[Instructions to follow] Every record listed below should be copied exactly.
Extracted material: Begin
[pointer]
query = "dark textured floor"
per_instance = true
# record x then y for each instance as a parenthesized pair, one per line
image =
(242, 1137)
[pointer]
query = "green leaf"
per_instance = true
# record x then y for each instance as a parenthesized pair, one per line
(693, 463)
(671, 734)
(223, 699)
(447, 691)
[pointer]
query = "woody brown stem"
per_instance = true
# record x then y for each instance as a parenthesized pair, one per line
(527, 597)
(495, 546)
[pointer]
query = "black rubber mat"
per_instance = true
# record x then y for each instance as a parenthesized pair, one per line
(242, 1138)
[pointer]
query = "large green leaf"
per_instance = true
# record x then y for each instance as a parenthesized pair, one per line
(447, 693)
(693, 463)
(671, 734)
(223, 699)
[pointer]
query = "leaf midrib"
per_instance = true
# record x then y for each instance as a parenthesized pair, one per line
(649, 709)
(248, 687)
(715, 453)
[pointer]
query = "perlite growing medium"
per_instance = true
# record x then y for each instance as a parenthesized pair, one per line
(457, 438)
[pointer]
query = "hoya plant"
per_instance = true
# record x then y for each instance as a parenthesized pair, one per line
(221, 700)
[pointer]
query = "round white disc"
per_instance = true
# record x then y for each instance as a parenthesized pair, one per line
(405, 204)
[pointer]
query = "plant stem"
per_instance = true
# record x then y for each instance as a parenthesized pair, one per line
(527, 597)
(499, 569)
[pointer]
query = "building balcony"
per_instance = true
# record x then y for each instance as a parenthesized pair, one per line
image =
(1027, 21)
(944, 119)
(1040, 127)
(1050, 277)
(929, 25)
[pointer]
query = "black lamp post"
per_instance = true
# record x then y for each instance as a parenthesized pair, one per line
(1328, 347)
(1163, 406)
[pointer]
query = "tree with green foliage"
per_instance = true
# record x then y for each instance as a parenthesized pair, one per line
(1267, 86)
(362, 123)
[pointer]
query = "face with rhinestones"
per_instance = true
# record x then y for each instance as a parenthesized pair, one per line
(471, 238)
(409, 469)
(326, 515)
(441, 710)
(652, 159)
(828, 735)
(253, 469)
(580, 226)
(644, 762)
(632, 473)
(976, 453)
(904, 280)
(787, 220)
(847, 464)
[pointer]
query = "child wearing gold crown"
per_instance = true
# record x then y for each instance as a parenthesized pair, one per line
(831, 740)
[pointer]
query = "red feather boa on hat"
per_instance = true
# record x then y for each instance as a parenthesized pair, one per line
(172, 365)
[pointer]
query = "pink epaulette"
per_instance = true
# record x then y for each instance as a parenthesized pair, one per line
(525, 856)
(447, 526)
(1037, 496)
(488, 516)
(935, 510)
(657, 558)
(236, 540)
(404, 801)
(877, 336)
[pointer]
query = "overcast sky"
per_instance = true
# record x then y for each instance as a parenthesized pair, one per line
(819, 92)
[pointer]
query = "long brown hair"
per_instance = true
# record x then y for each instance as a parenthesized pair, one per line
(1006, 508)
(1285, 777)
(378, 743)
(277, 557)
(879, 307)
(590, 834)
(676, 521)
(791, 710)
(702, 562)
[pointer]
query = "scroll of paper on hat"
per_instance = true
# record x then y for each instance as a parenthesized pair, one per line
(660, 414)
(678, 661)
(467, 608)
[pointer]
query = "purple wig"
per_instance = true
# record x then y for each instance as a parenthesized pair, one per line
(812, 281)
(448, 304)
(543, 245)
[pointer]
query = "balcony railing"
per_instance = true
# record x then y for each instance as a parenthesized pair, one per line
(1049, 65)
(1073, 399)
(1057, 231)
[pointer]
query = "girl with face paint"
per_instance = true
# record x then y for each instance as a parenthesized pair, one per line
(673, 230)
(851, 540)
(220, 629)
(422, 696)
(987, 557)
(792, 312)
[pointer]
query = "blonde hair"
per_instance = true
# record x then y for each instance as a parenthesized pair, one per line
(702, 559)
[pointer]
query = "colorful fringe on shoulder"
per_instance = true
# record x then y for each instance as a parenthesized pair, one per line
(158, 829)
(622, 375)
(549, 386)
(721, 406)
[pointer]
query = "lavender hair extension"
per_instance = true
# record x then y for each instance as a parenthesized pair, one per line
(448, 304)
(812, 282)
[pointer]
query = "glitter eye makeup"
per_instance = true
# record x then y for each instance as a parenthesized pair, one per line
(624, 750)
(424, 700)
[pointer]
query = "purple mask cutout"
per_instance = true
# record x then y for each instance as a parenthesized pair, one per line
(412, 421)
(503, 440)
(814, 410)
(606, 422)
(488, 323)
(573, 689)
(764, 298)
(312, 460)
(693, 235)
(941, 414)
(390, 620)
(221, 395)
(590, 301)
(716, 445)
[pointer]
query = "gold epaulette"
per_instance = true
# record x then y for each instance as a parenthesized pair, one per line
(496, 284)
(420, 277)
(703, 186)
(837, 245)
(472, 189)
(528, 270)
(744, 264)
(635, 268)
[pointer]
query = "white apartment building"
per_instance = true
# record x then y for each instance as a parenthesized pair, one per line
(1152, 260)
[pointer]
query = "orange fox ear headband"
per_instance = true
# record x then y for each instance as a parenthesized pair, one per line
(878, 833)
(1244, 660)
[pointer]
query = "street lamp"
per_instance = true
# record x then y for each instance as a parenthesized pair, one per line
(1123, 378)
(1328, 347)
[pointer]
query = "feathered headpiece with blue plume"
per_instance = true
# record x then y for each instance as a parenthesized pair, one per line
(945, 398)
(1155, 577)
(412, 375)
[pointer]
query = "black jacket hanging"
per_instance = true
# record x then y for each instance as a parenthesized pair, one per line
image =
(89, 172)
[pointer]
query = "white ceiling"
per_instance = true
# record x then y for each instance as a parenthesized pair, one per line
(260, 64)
Extracted material: End
[Answer for the task]
[pointer]
query = "dark textured floor"
per_instance = true
# record x then y for each instance as a parenthesized pair, one per line
image =
(242, 1137)
[pointer]
query = "green leaf"
per_instance = true
# record x then y for each instance as a parenthesized pair, one per line
(693, 463)
(671, 734)
(223, 699)
(447, 691)
[pointer]
query = "woody brown stem"
per_instance = true
# record x then y for each instance as a parenthesized pair, one per line
(527, 597)
(495, 546)
[pointer]
query = "black rubber mat"
per_instance = true
# record x then y for each instance as a parenthesized pair, one per line
(242, 1138)
[pointer]
query = "large green leaf"
per_instance = true
# record x then y for each instance as a parenthesized pair, one per line
(447, 693)
(693, 463)
(671, 734)
(223, 699)
[pointer]
query = "leaf midrib"
per_instance = true
# record x then y for each instance as a parenthesized pair, one per line
(649, 709)
(248, 687)
(715, 453)
[pointer]
query = "perlite growing medium"
per_instance = true
# record x then y for each instance as a parenthesized pair, one per line
(457, 438)
[pointer]
query = "hoya plant"
per_instance = true
# record x then y for each instance as a parenthesized pair, one per line
(221, 700)
[pointer]
query = "round white disc"
per_instance = true
# record x then y for each instance as a parenthesized pair, one per line
(405, 204)
[pointer]
query = "plant stem"
per_instance = true
# record x then y for each instance as a parenthesized pair, one per line
(527, 597)
(499, 569)
[pointer]
query = "building balcony"
per_instance = true
# record x then y for each instance as a parenthesized pair, one per line
image =
(1027, 21)
(944, 119)
(1040, 127)
(1050, 277)
(929, 25)
[pointer]
query = "black lamp post"
per_instance = true
# record x then y for each instance as a parenthesized pair, one per line
(1328, 347)
(1163, 406)
[pointer]
query = "tree with green foliage"
per_instance = true
# record x then y for each instance as a parenthesized pair, one per line
(1267, 86)
(362, 123)
[pointer]
query = "face with rhinestones"
per_instance = true
# record x then y for each instance as a parenthesized pair, one per line
(471, 238)
(409, 469)
(326, 515)
(441, 710)
(652, 159)
(828, 735)
(253, 469)
(580, 226)
(644, 762)
(632, 473)
(976, 453)
(904, 280)
(787, 220)
(847, 464)
[pointer]
query = "child wearing gold crown"
per_instance = true
# record x then y for each instance as a parenthesized pair, one per line
(831, 740)
[pointer]
query = "red feather boa on hat"
per_instance = true
# record x then y for each instance as a parenthesized pair, one per line
(172, 365)
[pointer]
query = "pink epaulette"
per_instance = true
# record x then y for each instance as a parenthesized pair, one per line
(525, 856)
(447, 526)
(1037, 496)
(488, 516)
(935, 510)
(657, 558)
(236, 540)
(404, 801)
(877, 336)
[pointer]
query = "overcast sky"
per_instance = true
# record x then y for each instance as a parenthesized pair, one per line
(819, 92)
[pointer]
query = "long brown hair"
per_instance = true
# record x then y for each instance as a parenthesized pair, one per line
(1006, 508)
(1285, 777)
(378, 743)
(277, 557)
(879, 307)
(590, 834)
(676, 521)
(791, 710)
(702, 562)
[pointer]
query = "scroll of paper on hat"
per_instance = true
# record x then y for each instance as a parenthesized pair, one per line
(660, 414)
(678, 661)
(467, 608)
[pointer]
query = "purple wig"
per_instance = true
# record x then y for each instance as a parenthesized pair, one per line
(812, 281)
(448, 304)
(543, 245)
[pointer]
query = "balcony railing"
per_instance = true
# record x then y for each instance as a parenthesized pair, one per line
(1049, 65)
(1073, 399)
(1057, 231)
[pointer]
query = "girl with face paint"
per_instance = true
# record x then y for each instance as a parenthesized pair, one per line
(673, 230)
(851, 540)
(220, 629)
(422, 696)
(987, 557)
(792, 312)
[pointer]
query = "blonde hair"
per_instance = true
# record x then y for each instance as a parenthesized pair, one per line
(702, 559)
[pointer]
query = "colorful fringe on shoulder"
per_instance = true
# record x then y for each instance as a parenthesized pair, one per line
(158, 829)
(622, 375)
(549, 386)
(721, 406)
[pointer]
query = "lavender hair extension"
per_instance = true
# record x then y for each instance as a parenthesized pair, one per line
(448, 304)
(812, 282)
[pointer]
query = "glitter eye makeup"
per_instance = true
# record x then y for each instance as a parenthesized pair, one per line
(624, 750)
(424, 700)
[pointer]
query = "purple mask cutout"
per_instance = true
# record x then y for each instance as a parenthesized pair, one per line
(412, 421)
(503, 440)
(814, 410)
(606, 422)
(488, 323)
(573, 689)
(764, 298)
(312, 460)
(693, 235)
(941, 414)
(390, 620)
(221, 395)
(590, 301)
(716, 445)
[pointer]
query = "gold epaulette"
per_instance = true
# record x then y for each instance as a parenthesized pair, one per line
(496, 284)
(420, 277)
(703, 186)
(837, 245)
(472, 189)
(528, 270)
(744, 264)
(635, 268)
[pointer]
query = "white apartment building"
per_instance = true
# record x then y for each instance as a parenthesized pair, one per line
(1152, 260)
[pointer]
query = "orange fox ear headband"
per_instance = true
# record x then y for each instance as a parenthesized pair, one per line
(878, 833)
(1244, 660)
[pointer]
query = "street lamp"
per_instance = true
# record x then y for each instance as a parenthesized pair, one per line
(1123, 378)
(1328, 347)
[pointer]
query = "feathered headpiece with blue plume"
per_instance = true
# record x then y for each instance as a parenthesized pair, one per line
(945, 398)
(1155, 577)
(412, 375)
[pointer]
query = "black jacket hanging"
per_instance = true
# record x then y for each instance as a parenthesized pair, one per line
image =
(89, 172)
[pointer]
query = "white ceiling"
per_instance = true
# record x then y for each instance as a parenthesized pair, one per line
(260, 64)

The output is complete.